**YOUR GOAL:** If an entry holds a picture, drop the picture and restate the rest word for word.
- - -
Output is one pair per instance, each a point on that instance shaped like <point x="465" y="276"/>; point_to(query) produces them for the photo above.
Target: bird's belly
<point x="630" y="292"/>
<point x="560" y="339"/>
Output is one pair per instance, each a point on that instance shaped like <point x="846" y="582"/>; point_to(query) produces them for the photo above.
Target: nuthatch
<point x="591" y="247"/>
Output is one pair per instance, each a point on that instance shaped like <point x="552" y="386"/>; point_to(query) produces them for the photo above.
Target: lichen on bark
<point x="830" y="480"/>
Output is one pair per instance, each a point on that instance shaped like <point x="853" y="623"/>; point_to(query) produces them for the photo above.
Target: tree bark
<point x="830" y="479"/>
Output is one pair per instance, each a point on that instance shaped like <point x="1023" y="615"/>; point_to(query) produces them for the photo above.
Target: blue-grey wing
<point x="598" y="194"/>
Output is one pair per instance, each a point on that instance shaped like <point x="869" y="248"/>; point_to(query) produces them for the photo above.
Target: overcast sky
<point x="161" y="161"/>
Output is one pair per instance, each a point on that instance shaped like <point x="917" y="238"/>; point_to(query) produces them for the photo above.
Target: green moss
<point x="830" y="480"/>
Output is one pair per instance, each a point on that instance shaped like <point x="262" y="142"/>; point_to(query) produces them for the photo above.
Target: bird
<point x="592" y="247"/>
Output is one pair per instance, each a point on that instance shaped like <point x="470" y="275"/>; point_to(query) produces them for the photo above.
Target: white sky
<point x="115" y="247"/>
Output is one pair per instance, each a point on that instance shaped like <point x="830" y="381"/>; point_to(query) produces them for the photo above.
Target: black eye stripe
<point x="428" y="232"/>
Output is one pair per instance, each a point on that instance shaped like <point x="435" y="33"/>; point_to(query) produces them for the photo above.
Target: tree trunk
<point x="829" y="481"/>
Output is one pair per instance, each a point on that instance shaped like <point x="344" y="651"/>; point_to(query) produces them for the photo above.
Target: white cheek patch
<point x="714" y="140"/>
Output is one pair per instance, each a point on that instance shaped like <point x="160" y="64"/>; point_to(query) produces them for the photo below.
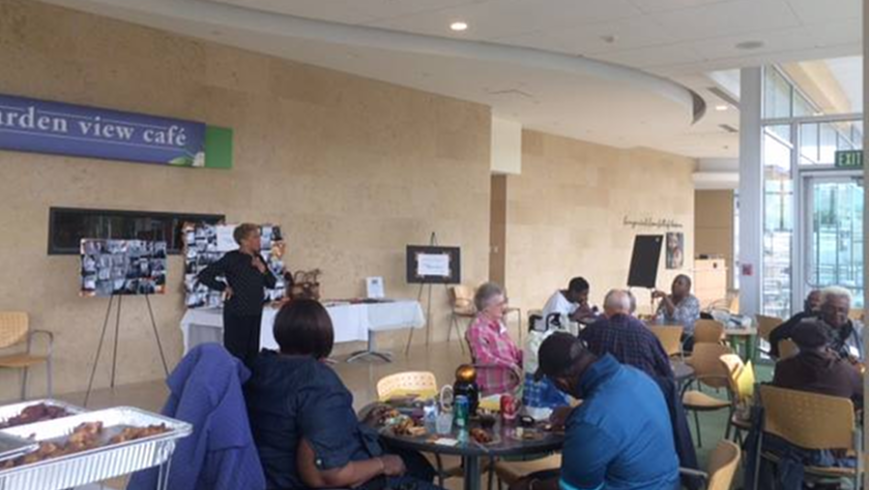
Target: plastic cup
<point x="444" y="423"/>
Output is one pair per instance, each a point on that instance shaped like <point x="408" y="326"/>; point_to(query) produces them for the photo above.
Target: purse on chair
<point x="304" y="285"/>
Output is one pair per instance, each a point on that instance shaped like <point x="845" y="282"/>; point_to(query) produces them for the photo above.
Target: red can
<point x="508" y="407"/>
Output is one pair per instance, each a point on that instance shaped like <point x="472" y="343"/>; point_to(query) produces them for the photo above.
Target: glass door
<point x="834" y="237"/>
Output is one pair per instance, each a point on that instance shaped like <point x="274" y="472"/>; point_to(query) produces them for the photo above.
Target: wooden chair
<point x="515" y="382"/>
<point x="709" y="332"/>
<point x="461" y="306"/>
<point x="710" y="372"/>
<point x="794" y="416"/>
<point x="670" y="337"/>
<point x="15" y="331"/>
<point x="741" y="390"/>
<point x="509" y="472"/>
<point x="422" y="383"/>
<point x="721" y="466"/>
<point x="787" y="348"/>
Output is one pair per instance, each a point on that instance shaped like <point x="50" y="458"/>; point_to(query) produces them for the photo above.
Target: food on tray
<point x="481" y="435"/>
<point x="403" y="426"/>
<point x="88" y="435"/>
<point x="386" y="415"/>
<point x="35" y="413"/>
<point x="133" y="433"/>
- - -
**EXERCISE RESPONSE:**
Output is one pair per instance, each a point on that instance shaped like <point x="465" y="276"/>; point_to(query) produces them for the photo above.
Target: bird's belly
<point x="630" y="292"/>
<point x="560" y="339"/>
Output is one pair per instance, each a point on that instance shaped like <point x="846" y="582"/>; point_to(query) produces them for the photo above.
Target: nuthatch
<point x="591" y="247"/>
Output is one pair per instance, each a point on that instance shaped like <point x="552" y="386"/>; point_to(query) produces them for the photo above.
Target: lichen on bark
<point x="830" y="480"/>
Output is one pair per instance, each a point on that instance shaped like <point x="853" y="623"/>; point_to(query) produces them for the photo above.
Target: tree bark
<point x="830" y="479"/>
Output is one pair per instance, each a point on that instance shaped like <point x="1023" y="615"/>; point_to(query) produces them for the photo above.
Target: blue-grey wing
<point x="598" y="194"/>
Output is one pair per instance, each a point on that instance shaped like <point x="869" y="248"/>; point_to(query) produces them for the photo above.
Target: overcast sky
<point x="161" y="161"/>
Output is one pair per instance, each a point on that instance shaped like <point x="917" y="238"/>; point_to(query) produces them for the photo above.
Target: green moss
<point x="830" y="480"/>
Output is one pair per instance, each a point on that instance shaped like <point x="262" y="142"/>; point_to(query) produces them for the photo above.
Target: bird
<point x="592" y="247"/>
Output is one pair per instance, each a point on that instance shaped like <point x="470" y="275"/>; point_to(query) produces them for the photo above.
Target: white sky
<point x="115" y="247"/>
Output is one pair per instance, each a point on that instance shaped like <point x="830" y="381"/>; point_to(query) produces them for the photo above.
Target: black eye stripe
<point x="428" y="232"/>
Output is one pair per instance, each a point on that instance shaped like <point x="435" y="33"/>; point_to(query) produces them for the photo above.
Target: tree trunk
<point x="829" y="481"/>
Output is one pair per instance, each a point on that instance shaped like <point x="344" y="651"/>; point_to(query) produces them for the photo above.
Target: white cheek patch
<point x="714" y="140"/>
Output is one pair per instance, each a point on that instance shaped like <point x="160" y="64"/>; point_to(query) produces them for the photo below.
Target: plastic cup
<point x="444" y="423"/>
Output is one pair per instance, each a point on that instance shaped like <point x="408" y="326"/>; point_to(query) produces them for the photo above.
Target: purse on chair
<point x="304" y="285"/>
Output is one pair per instance, each a point on that instance shaped like <point x="845" y="282"/>; point_to(query) produces them for the photo above.
Target: red can
<point x="508" y="407"/>
Output is one pair per instance, each a point on that instance shaped like <point x="472" y="343"/>; point_to(query) produces them for the photo above.
Target: glass door
<point x="834" y="237"/>
Output is one pair per instance, each a point on that instance shaped like <point x="274" y="472"/>; point_to(query) produces them for the photo above.
Target: wooden chair
<point x="515" y="382"/>
<point x="709" y="332"/>
<point x="461" y="306"/>
<point x="710" y="372"/>
<point x="794" y="416"/>
<point x="670" y="337"/>
<point x="15" y="331"/>
<point x="741" y="390"/>
<point x="509" y="472"/>
<point x="422" y="383"/>
<point x="721" y="466"/>
<point x="787" y="348"/>
Output is one pair per instance, each a point on that instance shaped like <point x="50" y="458"/>; point_to(query) produces them for the photo above.
Target: food on tray
<point x="481" y="435"/>
<point x="403" y="426"/>
<point x="88" y="435"/>
<point x="386" y="415"/>
<point x="35" y="413"/>
<point x="133" y="433"/>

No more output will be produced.